Source text
· · · · · · ·

In the comedy movie Elf, Will Ferrell plays a human named Buddy who was raised by elves. One day his adoptive father, Papa Elf, takes him into the room that holds Santa’s sleigh.
Buddy: Santa’s sleigh!
Papa Elf: You’re going to help me make it fly.
Buddy: I thought the magical reindeer made the sleigh fly.
Papa Elf: And where do the reindeer get their magic from?
Buddy: Christmas spirit. Everybody knows that.
Papa Elf: Well, silly as it sounds, a lot of people down south don’t believe in Santa Claus.
Buddy: What?! Who do they think puts all their toys under the tree?
Papa Elf: Well, there’s a rumor floating around that the parents do it.
Buddy: That’s… that’s ridiculous! I mean, parents couldn’t do all that in one night. What about Santa’s cookies? I suppose parents eat those, too?
Papa Elf: Yeah, I know, and every year, less and less people believe in Santa Claus. We have a real energy crisis on our hands.
Papa Elf: Just see how low the Clausometer is.
Buddy: That’s shocking!
Of course, the disbelief started much earlier. An editorial appeared in the September 21, 1897, edition of The New York Sun titled “Is There a Santa Claus?” It was a reply to a query sent by an 8-year-old girl named Virginia. She asked her father if there was a Santa Claus, and he suggested she write to The Sun and ask, telling her, “If you see it in The Sun, it’s so.”
Francis Pharcellus Church, one of The Sun’s editors, famously replied to the young girl, offering a line that is now part of modern folklore: “Yes, Virginia, there is a Santa Claus.”
He lamented the loss of childlike dreams and wonder. Placing Santa Claus alongside such things as love and joy, Church encouraged Virginia to hold on to the idea of Santa Claus in the name of all things imaginative and poetic as a cherished mark of childhood.
I’ve always liked his answer.
But there’s more.
You see, there really was a Santa Claus.
His name was Nicholas of Myra, later known as Saint Nicholas. He lived in what is now Turkey, dying around the year 350. He was a very active leader in the early Christian church, even participating in the great Council of Nicea in 325.

· · · · · · ·

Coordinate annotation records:
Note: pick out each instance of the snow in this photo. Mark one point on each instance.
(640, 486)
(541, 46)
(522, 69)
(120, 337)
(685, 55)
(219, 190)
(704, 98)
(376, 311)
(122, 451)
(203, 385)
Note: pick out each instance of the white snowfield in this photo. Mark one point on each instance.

· · · · · · ·

Stated exercise A
Answer these from the Santa Claus passage:
(i) What does Buddy say the reindeer get their magic from?
(ii) Which newspaper printed the editorial "Is There a Santa Claus?", and on what date?
(iii) Where did Nicholas of Myra live?
Stated exercise B
Summarize the Santa Claus passage in three sentences.
Stated exercise C
Write out the stretch of the Santa Claus passage from "Papa Elf: And" through "Buddy: That’s shocking!".

Exercise answer A
(i) Christmas spirit.
(ii) The New York Sun, in its September 21, 1897, edition.
(iii) In what is now Turkey.

Exercise answer B
In a scene from the movie Elf, Papa Elf tells Buddy that fewer people believe in Santa Claus every year, leaving them with an energy crisis. The passage then recalls the 1897 New York Sun editorial in which Francis Pharcellus Church answered an 8-year-old girl named Virginia with "Yes, Virginia, there is a Santa Claus." It adds that there really was a Santa Claus, Nicholas of Myra, an active early Christian church leader who lived in what is now Turkey and died around the year 350.

Exercise answer C
Papa Elf: And where do the reindeer get their magic from?
Buddy: Christmas spirit. Everybody knows that.
Papa Elf: Well, silly as it sounds, a lot of people down south don’t believe in Santa Claus.
Buddy: What?! Who do they think puts all their toys under the tree?
Papa Elf: Well, there’s a rumor floating around that the parents do it.
Buddy: That’s… that’s ridiculous! I mean, parents couldn’t do all that in one night. What about Santa’s cookies? I suppose parents eat those, too?
Papa Elf: Yeah, I know, and every year, less and less people believe in Santa Claus. We have a real energy crisis on our hands.
Papa Elf: Just see how low the Clausometer is.
Buddy: That’s shocking!